===== Document segment

Re: Swap file on USB
- From: et472@xxxxxxxxxxxxxxxxxxx (Michael Black)
- Date: 10 Nov 2007 16:43:06 GMT
General Schvantzkopf (schvantzkopf@xxxxxxxxx) writes:
On Fri, 09 Nov 2007 14:55:54 +0000, Theo Markettos wrote:
I have a Netgear wireless router (a WGT634U) on which I've installed
Debian. It has 32MB SDRAM built in, in a way which isn't upgradable
(well, some serious soldering would be required). I'm running some apps
on it which are using up most of the RAM, and I want to run some more
which will be idle much of the time (specifically I want a webserver and
The only interface the router has is a USB port. Currently I have the
root ext2 partition mounted with -o noatime on a 2GB Kingston flash
stick, which seems to get reasonable performance (about 17MB/s read,
8MB/s write I think). I've given it a 128MB swap partition on the
flash, but I don't think this gets used too much.
But I'm probably going to be swapping a lot more with the extra apps.
Any suggestions of the best way to run a swap file on USB? I don't want
a hard drive - I want a low power router. I can think of:
1) Just use the flash as swap until it wears out, then replace it. Will
wearout trash the other data on it, or will it just start returning disc
errors and/or garbage for the swap sectors and leave the rest unchanged?

==========
===== Entries supplied

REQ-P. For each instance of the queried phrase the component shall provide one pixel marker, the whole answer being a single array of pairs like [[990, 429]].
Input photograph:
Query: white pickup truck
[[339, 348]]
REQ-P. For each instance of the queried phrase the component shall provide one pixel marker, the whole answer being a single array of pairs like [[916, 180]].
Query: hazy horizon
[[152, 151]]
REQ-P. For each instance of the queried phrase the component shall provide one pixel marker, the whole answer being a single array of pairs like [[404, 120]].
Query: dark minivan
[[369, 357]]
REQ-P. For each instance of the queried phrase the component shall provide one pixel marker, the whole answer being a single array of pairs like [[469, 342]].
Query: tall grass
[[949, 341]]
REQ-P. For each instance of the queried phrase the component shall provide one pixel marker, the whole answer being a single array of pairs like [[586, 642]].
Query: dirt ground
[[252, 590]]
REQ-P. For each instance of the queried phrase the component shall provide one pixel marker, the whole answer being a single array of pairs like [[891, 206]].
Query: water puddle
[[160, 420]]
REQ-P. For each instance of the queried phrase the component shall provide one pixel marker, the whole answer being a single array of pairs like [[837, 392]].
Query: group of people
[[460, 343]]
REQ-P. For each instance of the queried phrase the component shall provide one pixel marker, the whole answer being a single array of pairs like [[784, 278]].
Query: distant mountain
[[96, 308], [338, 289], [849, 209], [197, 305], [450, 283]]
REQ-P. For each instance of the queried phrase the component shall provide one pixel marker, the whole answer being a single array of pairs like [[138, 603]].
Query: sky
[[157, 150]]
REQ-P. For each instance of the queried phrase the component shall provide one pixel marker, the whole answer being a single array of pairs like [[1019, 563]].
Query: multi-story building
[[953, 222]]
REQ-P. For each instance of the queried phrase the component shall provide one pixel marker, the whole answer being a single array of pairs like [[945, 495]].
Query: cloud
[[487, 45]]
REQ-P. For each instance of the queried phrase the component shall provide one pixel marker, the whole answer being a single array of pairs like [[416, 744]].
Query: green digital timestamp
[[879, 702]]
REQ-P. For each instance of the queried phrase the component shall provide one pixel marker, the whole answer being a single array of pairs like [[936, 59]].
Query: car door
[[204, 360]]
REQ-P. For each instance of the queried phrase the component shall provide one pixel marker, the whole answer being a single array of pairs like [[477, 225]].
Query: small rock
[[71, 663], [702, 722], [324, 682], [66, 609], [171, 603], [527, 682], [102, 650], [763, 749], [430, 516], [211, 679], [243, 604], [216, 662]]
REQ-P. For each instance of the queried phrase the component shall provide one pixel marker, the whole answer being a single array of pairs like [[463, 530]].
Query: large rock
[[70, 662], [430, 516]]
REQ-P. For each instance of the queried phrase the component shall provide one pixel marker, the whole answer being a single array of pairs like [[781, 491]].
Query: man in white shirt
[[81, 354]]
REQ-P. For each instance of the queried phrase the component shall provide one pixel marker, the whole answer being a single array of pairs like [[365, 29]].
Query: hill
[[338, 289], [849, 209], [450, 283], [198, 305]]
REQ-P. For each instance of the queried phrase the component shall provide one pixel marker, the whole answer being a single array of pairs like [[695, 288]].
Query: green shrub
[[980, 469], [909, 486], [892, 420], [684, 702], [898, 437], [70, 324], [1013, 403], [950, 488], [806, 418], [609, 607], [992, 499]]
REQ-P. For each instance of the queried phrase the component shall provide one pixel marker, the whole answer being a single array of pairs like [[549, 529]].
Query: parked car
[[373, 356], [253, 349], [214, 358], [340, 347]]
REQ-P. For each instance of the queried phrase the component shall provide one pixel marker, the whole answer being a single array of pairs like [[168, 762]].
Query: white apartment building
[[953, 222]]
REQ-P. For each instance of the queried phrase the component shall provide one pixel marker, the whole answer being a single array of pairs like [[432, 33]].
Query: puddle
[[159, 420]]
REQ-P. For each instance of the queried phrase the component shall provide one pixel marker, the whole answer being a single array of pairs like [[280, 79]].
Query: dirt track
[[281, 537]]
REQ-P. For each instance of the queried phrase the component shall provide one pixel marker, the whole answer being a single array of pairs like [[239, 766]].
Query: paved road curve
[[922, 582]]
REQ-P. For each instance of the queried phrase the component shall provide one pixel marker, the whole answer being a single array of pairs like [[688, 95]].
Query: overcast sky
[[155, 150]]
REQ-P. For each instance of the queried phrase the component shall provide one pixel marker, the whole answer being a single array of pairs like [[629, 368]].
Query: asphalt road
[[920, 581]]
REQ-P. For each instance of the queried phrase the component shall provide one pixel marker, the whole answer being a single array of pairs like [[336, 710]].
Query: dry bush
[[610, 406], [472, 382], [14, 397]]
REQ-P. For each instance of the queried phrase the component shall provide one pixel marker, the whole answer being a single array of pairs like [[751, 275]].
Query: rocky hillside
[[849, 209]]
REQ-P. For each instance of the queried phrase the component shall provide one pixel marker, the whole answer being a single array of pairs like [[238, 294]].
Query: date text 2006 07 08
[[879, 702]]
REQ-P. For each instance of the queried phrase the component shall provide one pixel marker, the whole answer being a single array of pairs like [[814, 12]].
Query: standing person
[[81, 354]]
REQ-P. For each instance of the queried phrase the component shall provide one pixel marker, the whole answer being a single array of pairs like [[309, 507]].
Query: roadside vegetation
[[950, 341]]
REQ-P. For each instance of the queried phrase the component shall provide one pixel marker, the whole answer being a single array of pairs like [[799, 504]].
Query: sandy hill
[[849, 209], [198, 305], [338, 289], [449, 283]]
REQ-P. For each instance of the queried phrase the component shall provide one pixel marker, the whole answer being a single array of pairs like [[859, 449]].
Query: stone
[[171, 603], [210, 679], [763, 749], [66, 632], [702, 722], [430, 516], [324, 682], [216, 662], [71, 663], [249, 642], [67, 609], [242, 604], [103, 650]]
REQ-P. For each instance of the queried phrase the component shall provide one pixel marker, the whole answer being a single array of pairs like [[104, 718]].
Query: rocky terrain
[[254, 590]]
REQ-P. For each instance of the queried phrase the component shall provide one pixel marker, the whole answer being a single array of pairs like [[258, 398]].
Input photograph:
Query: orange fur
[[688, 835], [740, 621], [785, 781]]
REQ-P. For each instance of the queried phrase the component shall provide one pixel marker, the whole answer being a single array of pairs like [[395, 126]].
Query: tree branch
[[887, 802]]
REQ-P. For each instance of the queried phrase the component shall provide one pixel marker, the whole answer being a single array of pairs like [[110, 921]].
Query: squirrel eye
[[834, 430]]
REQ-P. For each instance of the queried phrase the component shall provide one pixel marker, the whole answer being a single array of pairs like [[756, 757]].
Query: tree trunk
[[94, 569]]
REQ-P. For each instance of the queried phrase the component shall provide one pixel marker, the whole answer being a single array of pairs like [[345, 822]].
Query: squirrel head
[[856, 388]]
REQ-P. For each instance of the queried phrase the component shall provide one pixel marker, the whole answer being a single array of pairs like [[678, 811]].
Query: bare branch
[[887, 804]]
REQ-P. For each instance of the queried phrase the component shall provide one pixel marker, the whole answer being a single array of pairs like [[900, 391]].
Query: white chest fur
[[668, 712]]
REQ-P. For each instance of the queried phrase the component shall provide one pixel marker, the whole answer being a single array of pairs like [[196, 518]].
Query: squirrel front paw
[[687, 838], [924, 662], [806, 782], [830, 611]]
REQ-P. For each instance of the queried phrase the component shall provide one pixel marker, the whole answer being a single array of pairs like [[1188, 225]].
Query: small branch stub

==========

Directions - Continue the newsgroup post about putting swap on a USB flash drive, picking up right after its last sentence. The records have no connection to the text.

Task result -
2) Get another flash stick for swap. Easier to replace but means I need
a USB hub (the router doesn't have a huge amount of power to spare so
it'd probably be a powered one)
3) Does anyone do RAM on USB?
4) Use an IBM microdrive in a CF-USB adaptor. Would probably need it in
addition to the existing flash stick
5) Some kind of swapfile driver that tries to optimise writes to the
6) Wear leveling over both partitions so that just the swap part uses
writes from the root partition
Why are you trying to run a server on a router? Don't you have an old PC
laying around that you could use? Anything would be better than a router
with only 32M of RAM in it.
Surely one reason is that a whole computer takes up space, but a router
is relatively small.
I imagine the novelty is part of it all. I have seen articles about
using such routers as dedicated Linux controllers, because they are
relatively inexpensive, and commonly available. They are being treated
as a new wave of single board controllers, much in the same way that
circa 1982 there was an article in Kilobaud about using a single board
computer that had an ascii keyboard built in because it was cheaper
to buy those than do development on a dedicated computer and build
them in a pretty limited number.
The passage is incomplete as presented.